▸ THE PROBLEM: Put every line of the rows below into a JSON list of strings, one string per line, skipping blank lines. Leave the pictures out of the answer.

=== RECORDS SUPPLIED ===

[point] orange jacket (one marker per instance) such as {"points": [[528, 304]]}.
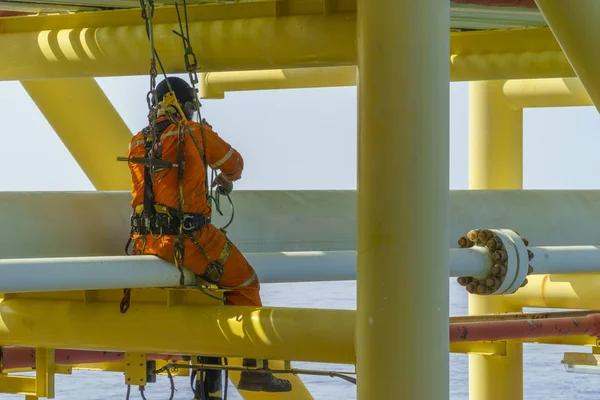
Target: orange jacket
{"points": [[219, 155]]}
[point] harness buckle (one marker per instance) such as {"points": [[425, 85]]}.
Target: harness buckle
{"points": [[188, 222]]}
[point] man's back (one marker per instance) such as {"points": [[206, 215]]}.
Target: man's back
{"points": [[219, 154]]}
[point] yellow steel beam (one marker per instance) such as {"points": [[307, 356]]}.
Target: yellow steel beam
{"points": [[573, 291], [213, 85], [557, 92], [89, 126], [495, 162], [92, 321], [44, 372], [256, 35], [299, 391], [403, 138], [575, 26], [24, 385]]}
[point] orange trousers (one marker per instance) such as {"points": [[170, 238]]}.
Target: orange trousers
{"points": [[237, 270]]}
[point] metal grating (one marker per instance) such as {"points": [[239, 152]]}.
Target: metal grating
{"points": [[462, 16]]}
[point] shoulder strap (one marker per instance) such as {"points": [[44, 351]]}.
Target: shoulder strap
{"points": [[148, 189]]}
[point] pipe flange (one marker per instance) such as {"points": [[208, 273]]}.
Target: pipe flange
{"points": [[510, 258]]}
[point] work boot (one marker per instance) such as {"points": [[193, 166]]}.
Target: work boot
{"points": [[261, 381]]}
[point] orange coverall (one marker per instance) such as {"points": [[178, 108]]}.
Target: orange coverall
{"points": [[219, 155]]}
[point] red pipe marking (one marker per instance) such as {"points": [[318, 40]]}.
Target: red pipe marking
{"points": [[499, 3], [525, 329]]}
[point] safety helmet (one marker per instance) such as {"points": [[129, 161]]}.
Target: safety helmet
{"points": [[183, 91]]}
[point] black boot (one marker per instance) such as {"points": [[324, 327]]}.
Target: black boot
{"points": [[209, 383], [261, 381]]}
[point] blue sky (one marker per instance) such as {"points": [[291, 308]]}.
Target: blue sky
{"points": [[295, 139]]}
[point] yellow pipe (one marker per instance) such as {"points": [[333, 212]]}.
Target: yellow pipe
{"points": [[258, 43], [557, 92], [495, 162], [402, 199], [299, 391], [245, 36], [573, 291], [213, 85], [89, 323], [89, 126], [575, 26]]}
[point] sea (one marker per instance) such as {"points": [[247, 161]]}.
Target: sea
{"points": [[544, 376]]}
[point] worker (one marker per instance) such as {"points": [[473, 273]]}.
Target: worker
{"points": [[227, 267]]}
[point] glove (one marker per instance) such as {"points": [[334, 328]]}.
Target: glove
{"points": [[224, 186]]}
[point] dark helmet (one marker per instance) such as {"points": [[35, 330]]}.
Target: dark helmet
{"points": [[183, 91]]}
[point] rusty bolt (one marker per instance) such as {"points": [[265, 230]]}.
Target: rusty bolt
{"points": [[481, 289], [471, 287], [494, 244], [493, 282], [499, 256], [472, 235], [465, 242]]}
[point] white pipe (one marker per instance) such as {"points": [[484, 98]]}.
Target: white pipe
{"points": [[89, 224], [563, 260], [91, 273], [88, 273]]}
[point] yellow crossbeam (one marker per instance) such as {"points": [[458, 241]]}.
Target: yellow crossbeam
{"points": [[247, 36]]}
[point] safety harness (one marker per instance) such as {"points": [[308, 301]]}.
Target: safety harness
{"points": [[151, 218]]}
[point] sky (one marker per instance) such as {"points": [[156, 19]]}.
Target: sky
{"points": [[294, 139]]}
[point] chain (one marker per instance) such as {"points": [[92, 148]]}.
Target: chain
{"points": [[151, 96]]}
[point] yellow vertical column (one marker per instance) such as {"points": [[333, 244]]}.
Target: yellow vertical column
{"points": [[402, 278], [575, 26], [495, 162]]}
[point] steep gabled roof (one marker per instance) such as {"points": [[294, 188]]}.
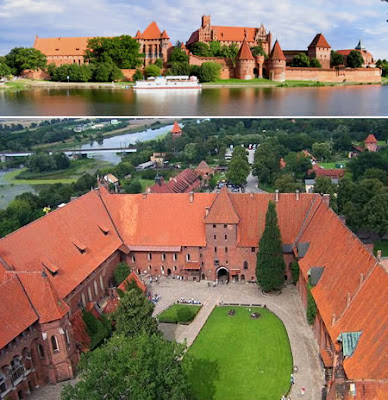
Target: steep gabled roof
{"points": [[245, 52], [277, 52], [222, 210], [319, 41], [152, 31], [371, 139]]}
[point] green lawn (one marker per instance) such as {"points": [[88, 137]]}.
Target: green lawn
{"points": [[238, 357], [173, 313], [383, 246]]}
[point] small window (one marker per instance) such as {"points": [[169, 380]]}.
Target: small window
{"points": [[40, 351], [54, 344]]}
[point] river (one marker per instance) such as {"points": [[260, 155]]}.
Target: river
{"points": [[357, 100]]}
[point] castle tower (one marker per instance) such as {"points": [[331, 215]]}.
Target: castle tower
{"points": [[321, 50], [245, 62], [277, 64]]}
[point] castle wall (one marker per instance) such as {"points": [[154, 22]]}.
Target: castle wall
{"points": [[358, 75]]}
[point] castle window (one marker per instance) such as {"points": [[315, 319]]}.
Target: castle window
{"points": [[54, 344], [40, 351], [67, 336]]}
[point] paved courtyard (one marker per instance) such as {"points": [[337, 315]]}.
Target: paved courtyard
{"points": [[287, 306]]}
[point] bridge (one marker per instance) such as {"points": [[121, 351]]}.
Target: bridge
{"points": [[71, 152]]}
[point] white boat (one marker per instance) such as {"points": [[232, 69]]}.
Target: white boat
{"points": [[169, 82]]}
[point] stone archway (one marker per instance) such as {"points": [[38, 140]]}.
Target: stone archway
{"points": [[223, 275]]}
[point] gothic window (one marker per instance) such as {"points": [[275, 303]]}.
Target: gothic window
{"points": [[54, 344]]}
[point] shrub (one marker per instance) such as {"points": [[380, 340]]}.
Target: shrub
{"points": [[120, 273], [209, 71]]}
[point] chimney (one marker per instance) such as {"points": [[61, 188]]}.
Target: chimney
{"points": [[326, 199], [361, 279]]}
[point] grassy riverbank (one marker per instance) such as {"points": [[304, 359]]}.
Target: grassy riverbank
{"points": [[77, 167]]}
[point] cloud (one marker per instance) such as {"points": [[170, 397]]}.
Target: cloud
{"points": [[293, 22]]}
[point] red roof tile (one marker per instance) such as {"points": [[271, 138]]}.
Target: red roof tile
{"points": [[152, 31], [245, 52], [277, 52], [319, 41], [222, 210]]}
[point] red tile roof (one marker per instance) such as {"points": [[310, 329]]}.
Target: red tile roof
{"points": [[277, 52], [371, 139], [152, 31], [245, 52], [320, 41], [16, 311]]}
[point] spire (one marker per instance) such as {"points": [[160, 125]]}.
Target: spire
{"points": [[277, 52], [222, 210], [245, 51]]}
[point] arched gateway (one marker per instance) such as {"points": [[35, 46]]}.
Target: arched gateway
{"points": [[223, 275]]}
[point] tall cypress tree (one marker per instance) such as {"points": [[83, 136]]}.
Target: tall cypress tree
{"points": [[270, 264]]}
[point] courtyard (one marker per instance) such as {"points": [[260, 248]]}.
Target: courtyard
{"points": [[241, 353]]}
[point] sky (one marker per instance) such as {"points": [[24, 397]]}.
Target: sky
{"points": [[293, 22]]}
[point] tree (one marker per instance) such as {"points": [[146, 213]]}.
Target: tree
{"points": [[270, 263], [22, 58], [238, 170], [137, 368], [124, 51], [120, 273], [355, 59], [314, 63], [138, 75], [336, 59], [4, 70], [300, 60], [134, 315], [178, 55], [210, 71], [152, 70]]}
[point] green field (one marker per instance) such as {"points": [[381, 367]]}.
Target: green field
{"points": [[172, 314], [240, 358], [69, 175], [381, 245]]}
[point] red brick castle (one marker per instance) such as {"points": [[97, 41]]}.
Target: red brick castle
{"points": [[62, 263]]}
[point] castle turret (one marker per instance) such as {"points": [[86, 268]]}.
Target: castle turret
{"points": [[277, 64], [245, 62], [321, 50]]}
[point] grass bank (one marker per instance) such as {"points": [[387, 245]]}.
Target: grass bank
{"points": [[239, 357], [179, 313]]}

===

▸ THE RESPONSE:
[
  "[point] orange jacket (one marker per instance) such as {\"points\": [[528, 304]]}.",
  "Target: orange jacket",
  "{\"points\": [[219, 155]]}",
  "[point] harness buckle (one marker per instance) such as {\"points\": [[425, 85]]}.",
  "Target: harness buckle",
  "{\"points\": [[188, 222]]}",
  "[point] man's back (one marker per instance) such as {\"points\": [[206, 215]]}.",
  "Target: man's back",
  "{\"points\": [[219, 154]]}",
  "[point] yellow steel beam (one marker per instance) such as {\"points\": [[307, 356]]}.",
  "Target: yellow steel beam",
  "{\"points\": [[573, 291], [213, 85], [557, 92], [89, 126], [495, 162], [92, 321], [44, 372], [256, 35], [299, 391], [403, 138], [575, 26], [24, 385]]}",
  "[point] orange trousers (one marker per instance) such as {\"points\": [[170, 238]]}.",
  "Target: orange trousers",
  "{\"points\": [[237, 270]]}",
  "[point] metal grating (one marker per instance) such as {\"points\": [[239, 152]]}.",
  "Target: metal grating",
  "{\"points\": [[462, 16]]}",
  "[point] shoulder strap (one marker per instance) such as {\"points\": [[44, 351]]}.",
  "Target: shoulder strap",
  "{\"points\": [[148, 189]]}",
  "[point] pipe flange (one marker per instance) such as {\"points\": [[208, 273]]}.",
  "Target: pipe flange",
  "{\"points\": [[510, 258]]}",
  "[point] work boot (one marker per instance) such as {\"points\": [[193, 166]]}.",
  "Target: work boot",
  "{\"points\": [[261, 381]]}",
  "[point] orange coverall (one marker per instance) such as {\"points\": [[178, 108]]}.",
  "Target: orange coverall",
  "{\"points\": [[219, 155]]}",
  "[point] red pipe marking (one marker per instance) such as {\"points\": [[318, 40]]}.",
  "Target: red pipe marking",
  "{\"points\": [[499, 3], [525, 329]]}",
  "[point] safety helmet (one marker per instance) such as {\"points\": [[129, 161]]}.",
  "Target: safety helmet",
  "{\"points\": [[183, 91]]}",
  "[point] black boot (one marker per instance) such as {\"points\": [[324, 327]]}.",
  "Target: black boot",
  "{\"points\": [[209, 383], [261, 381]]}",
  "[point] blue sky (one marker per instance) such as {\"points\": [[291, 308]]}.",
  "Target: blue sky",
  "{\"points\": [[295, 139]]}",
  "[point] yellow pipe (one marker per instance) such as {\"points\": [[333, 212]]}.",
  "Target: yellow pipe",
  "{\"points\": [[258, 43], [557, 92], [495, 162], [402, 199], [299, 391], [245, 36], [573, 291], [213, 85], [89, 323], [89, 126], [575, 26]]}",
  "[point] sea (one marker per instance) such as {\"points\": [[247, 161]]}.",
  "Target: sea",
  "{\"points\": [[544, 376]]}",
  "[point] worker (one marker per instance) such as {\"points\": [[473, 273]]}.",
  "Target: worker",
  "{\"points\": [[227, 267]]}",
  "[point] glove (one marker per instance) such as {\"points\": [[334, 328]]}.",
  "Target: glove",
  "{\"points\": [[224, 186]]}",
  "[point] dark helmet (one marker per instance) such as {\"points\": [[35, 330]]}.",
  "Target: dark helmet",
  "{\"points\": [[183, 91]]}",
  "[point] rusty bolt (one marker per instance) such as {\"points\": [[265, 230]]}.",
  "Target: rusty bolt",
  "{\"points\": [[481, 289], [471, 287], [494, 244], [493, 282], [499, 256], [472, 235], [465, 242]]}",
  "[point] white pipe (one marker per instance) such as {\"points\": [[484, 98]]}.",
  "Target: white pipe",
  "{\"points\": [[89, 224], [563, 260], [91, 273], [88, 273]]}",
  "[point] yellow crossbeam (one marker per instance) such as {\"points\": [[458, 241]]}.",
  "Target: yellow crossbeam",
  "{\"points\": [[247, 36]]}",
  "[point] safety harness (one marker per instance) such as {\"points\": [[308, 301]]}.",
  "Target: safety harness",
  "{\"points\": [[151, 218]]}",
  "[point] sky (one marker per instance) such as {\"points\": [[156, 19]]}.",
  "Target: sky",
  "{\"points\": [[294, 139]]}",
  "[point] chain (one marker per instance) such as {\"points\": [[92, 148]]}.",
  "Target: chain",
  "{\"points\": [[151, 96]]}",
  "[point] yellow vertical column (one marker per instance) such as {\"points\": [[333, 244]]}.",
  "Target: yellow vertical column",
  "{\"points\": [[402, 278], [575, 26], [495, 162]]}",
  "[point] steep gabled roof (one marker per instance) such as {\"points\": [[294, 188]]}.",
  "Target: steep gabled roof",
  "{\"points\": [[245, 52], [277, 52], [222, 210], [319, 41], [152, 31], [371, 139]]}",
  "[point] green lawn (one marker per instance) such as {\"points\": [[88, 137]]}.",
  "Target: green lawn",
  "{\"points\": [[238, 357], [173, 313], [383, 246]]}",
  "[point] small window (one marker per instance) such as {\"points\": [[169, 380]]}.",
  "Target: small window",
  "{\"points\": [[40, 351], [54, 344]]}",
  "[point] river (one marker per instance) such as {\"points\": [[260, 155]]}.",
  "Target: river",
  "{\"points\": [[357, 100]]}",
  "[point] castle tower (one marker per instance) such as {\"points\": [[331, 215]]}.",
  "Target: castle tower",
  "{\"points\": [[321, 50], [245, 62], [277, 64]]}",
  "[point] castle wall (one marker per instance) such as {\"points\": [[154, 22]]}.",
  "Target: castle wall",
  "{\"points\": [[358, 75]]}",
  "[point] castle window (one marker per instance) such as {\"points\": [[315, 319]]}.",
  "Target: castle window",
  "{\"points\": [[54, 344], [40, 351], [67, 336]]}",
  "[point] paved courtyard (one marker per instance) such as {\"points\": [[337, 315]]}.",
  "Target: paved courtyard",
  "{\"points\": [[287, 306]]}",
  "[point] bridge (one marker per instance) such as {\"points\": [[121, 351]]}.",
  "Target: bridge",
  "{\"points\": [[71, 152]]}",
  "[point] white boat (one marker per instance) such as {\"points\": [[232, 69]]}.",
  "Target: white boat",
  "{\"points\": [[169, 82]]}",
  "[point] stone archway (one marker per instance) such as {\"points\": [[38, 140]]}.",
  "Target: stone archway",
  "{\"points\": [[223, 275]]}",
  "[point] gothic window (one marker per instance) such as {\"points\": [[275, 303]]}.",
  "Target: gothic window",
  "{\"points\": [[54, 344]]}",
  "[point] shrub (one marker per instance) such as {\"points\": [[380, 340]]}.",
  "Target: shrub",
  "{\"points\": [[120, 273], [209, 71]]}",
  "[point] chimney (one marker per instance) such as {\"points\": [[61, 188]]}.",
  "Target: chimney",
  "{\"points\": [[326, 199], [361, 279]]}",
  "[point] grassy riverbank (one marker per instance) such as {\"points\": [[304, 359]]}.",
  "Target: grassy riverbank",
  "{\"points\": [[77, 167]]}",
  "[point] cloud (one marker per instance) such as {\"points\": [[170, 397]]}.",
  "Target: cloud",
  "{\"points\": [[293, 22]]}",
  "[point] red roof tile (one marker per instance) such as {\"points\": [[271, 138]]}.",
  "Target: red roof tile",
  "{\"points\": [[152, 31], [245, 52], [277, 52], [319, 41], [222, 210]]}",
  "[point] red tile roof (one marker per instance) such as {\"points\": [[310, 329]]}.",
  "Target: red tile roof",
  "{\"points\": [[277, 52], [371, 139], [152, 31], [245, 52], [320, 41], [16, 311]]}",
  "[point] spire (one marker per instance) such as {\"points\": [[160, 125]]}.",
  "Target: spire",
  "{\"points\": [[277, 52], [222, 210], [245, 51]]}",
  "[point] arched gateway (one marker per instance) such as {\"points\": [[35, 46]]}.",
  "Target: arched gateway",
  "{\"points\": [[223, 275]]}",
  "[point] tall cypress tree (one marker per instance) such as {\"points\": [[83, 136]]}.",
  "Target: tall cypress tree",
  "{\"points\": [[270, 264]]}",
  "[point] courtyard (one marker per instance) such as {\"points\": [[260, 248]]}.",
  "Target: courtyard",
  "{\"points\": [[241, 353]]}",
  "[point] sky (one marker per instance) such as {\"points\": [[24, 397]]}.",
  "Target: sky",
  "{\"points\": [[293, 22]]}",
  "[point] tree (one marker per instance) such as {\"points\": [[146, 213]]}.",
  "Target: tree",
  "{\"points\": [[270, 263], [22, 58], [238, 170], [137, 368], [124, 51], [120, 273], [355, 59], [314, 63], [138, 75], [336, 59], [4, 70], [300, 60], [134, 315], [178, 55], [210, 71], [152, 70]]}",
  "[point] green field (one marker per instance) such as {\"points\": [[381, 367]]}.",
  "Target: green field",
  "{\"points\": [[172, 314], [240, 358], [69, 175], [381, 245]]}",
  "[point] red brick castle (one marker per instance) such as {\"points\": [[97, 41]]}.",
  "Target: red brick castle",
  "{\"points\": [[62, 263]]}",
  "[point] castle turret (one marker per instance) such as {\"points\": [[86, 268]]}.",
  "Target: castle turret",
  "{\"points\": [[277, 64], [245, 62], [321, 50]]}",
  "[point] grass bank (one marker per instance) such as {\"points\": [[387, 245]]}.",
  "Target: grass bank",
  "{\"points\": [[239, 357], [179, 313]]}"
]